→ Task to complete: Return each line below holding the string "every".

══ Record set ══

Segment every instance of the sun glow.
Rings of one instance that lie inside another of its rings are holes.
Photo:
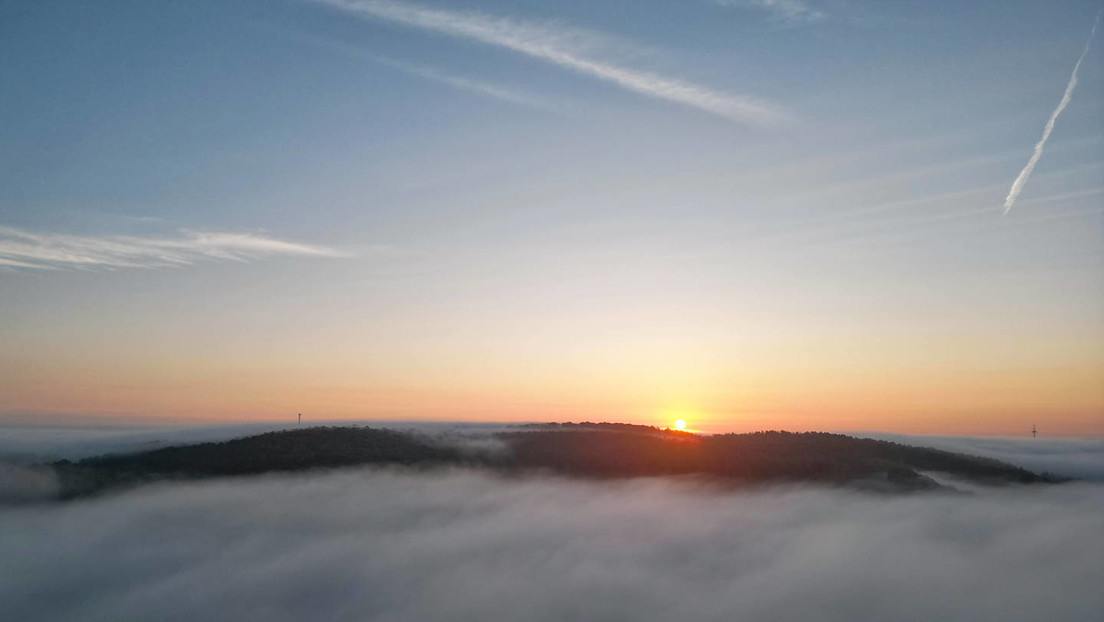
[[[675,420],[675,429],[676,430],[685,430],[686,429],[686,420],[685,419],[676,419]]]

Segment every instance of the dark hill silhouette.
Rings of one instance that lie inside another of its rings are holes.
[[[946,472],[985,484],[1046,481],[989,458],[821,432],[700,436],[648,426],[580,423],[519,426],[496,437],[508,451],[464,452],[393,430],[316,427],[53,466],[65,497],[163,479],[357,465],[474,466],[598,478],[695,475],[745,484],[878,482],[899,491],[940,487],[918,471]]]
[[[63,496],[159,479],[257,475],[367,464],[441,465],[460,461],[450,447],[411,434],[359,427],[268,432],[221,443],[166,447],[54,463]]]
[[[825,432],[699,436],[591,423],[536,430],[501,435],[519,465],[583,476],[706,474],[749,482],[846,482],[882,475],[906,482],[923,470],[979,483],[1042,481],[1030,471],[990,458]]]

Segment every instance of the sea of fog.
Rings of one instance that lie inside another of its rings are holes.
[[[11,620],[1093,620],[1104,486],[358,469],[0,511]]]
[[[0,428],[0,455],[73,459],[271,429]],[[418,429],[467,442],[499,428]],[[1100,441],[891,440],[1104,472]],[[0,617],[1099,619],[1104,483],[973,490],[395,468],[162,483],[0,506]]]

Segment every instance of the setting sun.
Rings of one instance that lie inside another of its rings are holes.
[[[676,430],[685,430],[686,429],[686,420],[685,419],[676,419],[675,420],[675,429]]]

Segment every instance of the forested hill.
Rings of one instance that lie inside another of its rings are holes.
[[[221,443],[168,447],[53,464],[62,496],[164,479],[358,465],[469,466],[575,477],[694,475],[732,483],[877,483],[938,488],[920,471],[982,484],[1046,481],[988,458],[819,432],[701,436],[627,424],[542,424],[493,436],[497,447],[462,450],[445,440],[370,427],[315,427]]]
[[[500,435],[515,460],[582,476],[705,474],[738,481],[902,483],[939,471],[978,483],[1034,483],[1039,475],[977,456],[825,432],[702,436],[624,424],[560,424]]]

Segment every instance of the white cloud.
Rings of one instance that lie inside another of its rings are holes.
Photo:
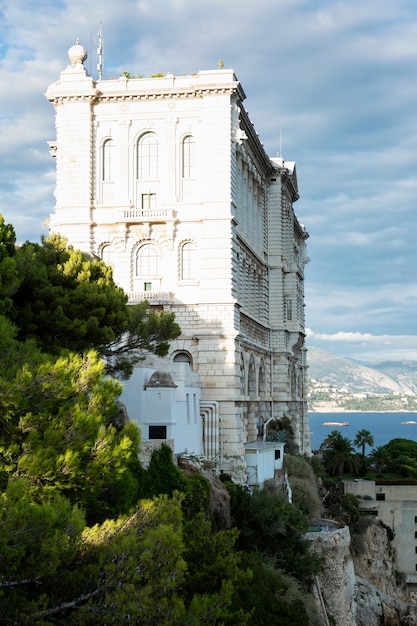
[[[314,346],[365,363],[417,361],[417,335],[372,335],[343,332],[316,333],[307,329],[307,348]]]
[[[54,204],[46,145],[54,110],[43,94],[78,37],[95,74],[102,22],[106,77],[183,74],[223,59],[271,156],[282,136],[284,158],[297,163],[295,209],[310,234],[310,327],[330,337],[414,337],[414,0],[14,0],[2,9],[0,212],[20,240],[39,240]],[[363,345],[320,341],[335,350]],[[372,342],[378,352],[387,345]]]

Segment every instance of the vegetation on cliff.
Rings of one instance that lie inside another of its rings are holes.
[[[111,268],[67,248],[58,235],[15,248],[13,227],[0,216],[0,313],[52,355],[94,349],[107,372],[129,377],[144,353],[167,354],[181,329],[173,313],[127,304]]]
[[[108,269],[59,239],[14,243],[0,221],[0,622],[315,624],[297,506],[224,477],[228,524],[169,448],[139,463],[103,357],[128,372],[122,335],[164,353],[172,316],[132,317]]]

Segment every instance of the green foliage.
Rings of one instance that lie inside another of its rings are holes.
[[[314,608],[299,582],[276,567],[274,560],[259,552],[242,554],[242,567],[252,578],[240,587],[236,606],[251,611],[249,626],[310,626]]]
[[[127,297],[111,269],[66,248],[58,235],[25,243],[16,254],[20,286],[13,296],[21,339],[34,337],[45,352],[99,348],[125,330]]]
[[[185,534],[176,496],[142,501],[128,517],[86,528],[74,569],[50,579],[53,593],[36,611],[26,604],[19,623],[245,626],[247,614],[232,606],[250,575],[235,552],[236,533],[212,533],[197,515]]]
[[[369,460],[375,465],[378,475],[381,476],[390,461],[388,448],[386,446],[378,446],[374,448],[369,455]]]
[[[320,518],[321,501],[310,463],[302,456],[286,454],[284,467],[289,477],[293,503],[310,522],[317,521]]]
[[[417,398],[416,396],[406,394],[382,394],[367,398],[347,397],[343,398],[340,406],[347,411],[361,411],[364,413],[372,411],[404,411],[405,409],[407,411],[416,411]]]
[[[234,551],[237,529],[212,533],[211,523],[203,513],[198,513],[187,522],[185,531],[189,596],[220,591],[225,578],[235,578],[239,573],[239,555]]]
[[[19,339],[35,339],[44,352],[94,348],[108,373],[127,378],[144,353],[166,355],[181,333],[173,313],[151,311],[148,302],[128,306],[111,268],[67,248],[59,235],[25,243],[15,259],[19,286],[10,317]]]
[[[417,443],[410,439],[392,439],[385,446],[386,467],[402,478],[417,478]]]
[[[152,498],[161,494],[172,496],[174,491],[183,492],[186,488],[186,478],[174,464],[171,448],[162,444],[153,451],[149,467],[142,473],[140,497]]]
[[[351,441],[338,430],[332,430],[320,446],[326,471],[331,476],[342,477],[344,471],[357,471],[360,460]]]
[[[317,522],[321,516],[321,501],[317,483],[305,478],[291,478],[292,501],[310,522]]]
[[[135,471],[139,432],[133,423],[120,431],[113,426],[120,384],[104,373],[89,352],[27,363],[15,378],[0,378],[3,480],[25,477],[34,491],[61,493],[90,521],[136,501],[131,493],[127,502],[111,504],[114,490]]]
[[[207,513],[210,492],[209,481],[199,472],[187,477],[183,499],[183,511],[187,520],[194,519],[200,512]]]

═══

→ Answer box:
Segment every instance of the sun glow.
Segment every instance of the dark hill silhouette.
Segment every instance of the sea of fog.
Segment every instance of the setting sun.
Segment every instance of the forested hill.
Segment every instance of the white cloud.
Segment every instance of the vegetation on cliff.
Segment every instance of the green foliage.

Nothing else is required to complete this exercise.